--- WRITTEN PROBLEM ---
Retype everything in the records from the beginning down to the line containing "x=942 y=302", both ends included, keeping every character as it is.

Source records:
───
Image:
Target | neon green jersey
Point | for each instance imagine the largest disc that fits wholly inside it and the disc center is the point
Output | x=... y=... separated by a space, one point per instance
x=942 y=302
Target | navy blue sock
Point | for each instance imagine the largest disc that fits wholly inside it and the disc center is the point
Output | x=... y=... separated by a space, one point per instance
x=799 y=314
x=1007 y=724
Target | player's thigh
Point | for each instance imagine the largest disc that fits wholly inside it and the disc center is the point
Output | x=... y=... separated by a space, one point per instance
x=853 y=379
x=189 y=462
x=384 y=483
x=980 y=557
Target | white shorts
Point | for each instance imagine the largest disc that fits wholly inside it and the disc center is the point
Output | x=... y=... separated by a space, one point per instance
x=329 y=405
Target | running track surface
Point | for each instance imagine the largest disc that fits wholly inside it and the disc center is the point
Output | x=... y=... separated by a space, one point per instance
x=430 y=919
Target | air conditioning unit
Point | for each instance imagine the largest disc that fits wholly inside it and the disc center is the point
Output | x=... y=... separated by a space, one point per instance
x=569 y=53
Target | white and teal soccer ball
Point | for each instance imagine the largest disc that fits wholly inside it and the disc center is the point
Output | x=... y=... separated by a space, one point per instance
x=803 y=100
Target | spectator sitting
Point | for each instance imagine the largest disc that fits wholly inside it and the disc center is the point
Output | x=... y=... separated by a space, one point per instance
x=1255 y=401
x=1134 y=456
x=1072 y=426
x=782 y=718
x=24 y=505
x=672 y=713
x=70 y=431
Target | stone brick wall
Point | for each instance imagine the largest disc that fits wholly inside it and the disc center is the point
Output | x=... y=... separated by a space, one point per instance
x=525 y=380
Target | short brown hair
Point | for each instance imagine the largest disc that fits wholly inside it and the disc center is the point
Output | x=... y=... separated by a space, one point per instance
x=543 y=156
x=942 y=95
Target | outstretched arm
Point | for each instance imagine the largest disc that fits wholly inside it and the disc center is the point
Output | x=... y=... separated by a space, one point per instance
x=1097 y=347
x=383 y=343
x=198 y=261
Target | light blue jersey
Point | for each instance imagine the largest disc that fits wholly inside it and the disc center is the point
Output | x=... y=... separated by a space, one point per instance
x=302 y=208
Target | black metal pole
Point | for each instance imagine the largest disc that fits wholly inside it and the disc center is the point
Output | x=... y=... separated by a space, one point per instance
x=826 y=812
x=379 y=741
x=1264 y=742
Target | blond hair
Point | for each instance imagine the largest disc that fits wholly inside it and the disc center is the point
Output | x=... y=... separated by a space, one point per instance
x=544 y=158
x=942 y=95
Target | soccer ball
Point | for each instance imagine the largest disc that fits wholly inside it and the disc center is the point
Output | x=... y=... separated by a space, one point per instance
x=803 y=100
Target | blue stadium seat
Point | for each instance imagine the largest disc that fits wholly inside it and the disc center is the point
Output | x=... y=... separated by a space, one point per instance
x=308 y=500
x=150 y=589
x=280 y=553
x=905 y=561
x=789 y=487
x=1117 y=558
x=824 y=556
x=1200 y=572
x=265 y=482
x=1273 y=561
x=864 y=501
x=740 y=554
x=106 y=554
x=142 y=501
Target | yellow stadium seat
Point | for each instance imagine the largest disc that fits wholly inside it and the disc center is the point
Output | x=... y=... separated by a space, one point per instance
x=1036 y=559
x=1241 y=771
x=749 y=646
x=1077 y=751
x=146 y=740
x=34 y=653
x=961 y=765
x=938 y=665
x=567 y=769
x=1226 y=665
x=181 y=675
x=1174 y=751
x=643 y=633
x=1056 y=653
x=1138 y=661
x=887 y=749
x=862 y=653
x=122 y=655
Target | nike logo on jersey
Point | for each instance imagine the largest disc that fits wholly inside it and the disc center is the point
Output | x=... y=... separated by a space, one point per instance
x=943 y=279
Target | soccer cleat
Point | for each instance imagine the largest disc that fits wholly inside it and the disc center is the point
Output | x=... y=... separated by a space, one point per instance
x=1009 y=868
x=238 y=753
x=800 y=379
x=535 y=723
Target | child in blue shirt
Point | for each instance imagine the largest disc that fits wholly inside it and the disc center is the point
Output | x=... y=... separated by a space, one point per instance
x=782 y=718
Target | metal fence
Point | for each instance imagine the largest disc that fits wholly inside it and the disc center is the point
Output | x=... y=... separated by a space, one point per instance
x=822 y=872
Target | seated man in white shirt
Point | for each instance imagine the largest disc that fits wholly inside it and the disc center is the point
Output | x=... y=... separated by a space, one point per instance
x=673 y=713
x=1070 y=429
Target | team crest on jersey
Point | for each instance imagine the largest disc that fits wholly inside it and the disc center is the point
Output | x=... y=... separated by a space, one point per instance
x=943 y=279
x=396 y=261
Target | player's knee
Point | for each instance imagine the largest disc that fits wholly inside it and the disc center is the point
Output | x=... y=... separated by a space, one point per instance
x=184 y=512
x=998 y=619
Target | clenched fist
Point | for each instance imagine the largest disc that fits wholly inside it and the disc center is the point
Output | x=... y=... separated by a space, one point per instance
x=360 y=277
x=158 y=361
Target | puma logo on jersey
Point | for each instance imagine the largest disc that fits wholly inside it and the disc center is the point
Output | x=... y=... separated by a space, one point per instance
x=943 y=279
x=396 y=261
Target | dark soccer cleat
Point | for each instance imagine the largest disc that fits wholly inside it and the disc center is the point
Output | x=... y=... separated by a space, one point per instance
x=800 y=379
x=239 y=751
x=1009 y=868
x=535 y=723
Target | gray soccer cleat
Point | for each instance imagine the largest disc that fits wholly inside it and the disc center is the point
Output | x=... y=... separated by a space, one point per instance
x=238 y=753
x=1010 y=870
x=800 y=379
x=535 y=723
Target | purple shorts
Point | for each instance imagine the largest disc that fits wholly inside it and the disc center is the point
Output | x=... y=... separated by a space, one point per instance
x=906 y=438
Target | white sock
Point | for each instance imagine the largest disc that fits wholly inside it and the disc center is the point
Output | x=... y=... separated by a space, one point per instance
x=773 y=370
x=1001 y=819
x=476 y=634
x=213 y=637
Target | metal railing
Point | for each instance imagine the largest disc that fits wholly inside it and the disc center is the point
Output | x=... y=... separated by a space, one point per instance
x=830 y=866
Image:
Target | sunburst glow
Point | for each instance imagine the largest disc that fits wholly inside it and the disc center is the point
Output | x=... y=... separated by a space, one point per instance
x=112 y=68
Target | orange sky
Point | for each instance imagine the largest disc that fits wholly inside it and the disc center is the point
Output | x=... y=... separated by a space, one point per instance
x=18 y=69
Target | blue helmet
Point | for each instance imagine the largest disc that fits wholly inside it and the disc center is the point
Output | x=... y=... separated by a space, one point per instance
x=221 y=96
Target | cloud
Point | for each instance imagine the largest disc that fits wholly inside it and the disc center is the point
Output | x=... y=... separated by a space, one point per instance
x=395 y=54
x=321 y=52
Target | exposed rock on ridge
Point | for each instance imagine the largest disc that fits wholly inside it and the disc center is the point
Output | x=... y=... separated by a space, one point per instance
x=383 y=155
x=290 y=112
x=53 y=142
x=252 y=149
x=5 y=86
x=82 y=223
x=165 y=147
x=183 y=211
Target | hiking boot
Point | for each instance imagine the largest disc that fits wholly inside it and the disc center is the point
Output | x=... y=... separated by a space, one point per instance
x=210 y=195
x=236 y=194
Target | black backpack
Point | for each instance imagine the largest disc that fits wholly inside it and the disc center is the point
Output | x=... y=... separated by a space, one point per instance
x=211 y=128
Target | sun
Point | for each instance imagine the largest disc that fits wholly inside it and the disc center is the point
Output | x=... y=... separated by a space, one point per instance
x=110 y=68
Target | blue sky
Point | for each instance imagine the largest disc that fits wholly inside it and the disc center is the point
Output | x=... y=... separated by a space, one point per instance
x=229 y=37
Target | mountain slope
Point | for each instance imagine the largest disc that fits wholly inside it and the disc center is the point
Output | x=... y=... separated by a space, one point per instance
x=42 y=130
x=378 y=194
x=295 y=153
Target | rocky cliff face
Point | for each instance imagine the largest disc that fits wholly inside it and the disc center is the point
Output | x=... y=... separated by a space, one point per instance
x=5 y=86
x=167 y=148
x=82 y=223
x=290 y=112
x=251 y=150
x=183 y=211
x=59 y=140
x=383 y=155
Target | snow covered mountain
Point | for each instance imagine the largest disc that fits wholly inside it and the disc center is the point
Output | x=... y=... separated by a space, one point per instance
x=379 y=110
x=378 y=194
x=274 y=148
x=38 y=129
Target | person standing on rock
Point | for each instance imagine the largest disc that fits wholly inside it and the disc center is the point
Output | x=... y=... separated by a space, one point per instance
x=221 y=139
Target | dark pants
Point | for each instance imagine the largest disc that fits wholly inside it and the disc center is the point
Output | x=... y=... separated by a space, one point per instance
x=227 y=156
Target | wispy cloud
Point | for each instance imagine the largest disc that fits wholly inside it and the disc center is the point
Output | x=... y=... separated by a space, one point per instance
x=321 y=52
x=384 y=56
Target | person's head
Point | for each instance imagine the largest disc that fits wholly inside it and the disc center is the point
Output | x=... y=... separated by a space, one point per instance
───
--- ANSWER TO THIS TASK ---
Image:
Target | neon green jersey
Point | for each instance imagine the largest disc that fits wholly inside it and the disc center is the point
Output | x=... y=... separated by a space, one point per instance
x=942 y=302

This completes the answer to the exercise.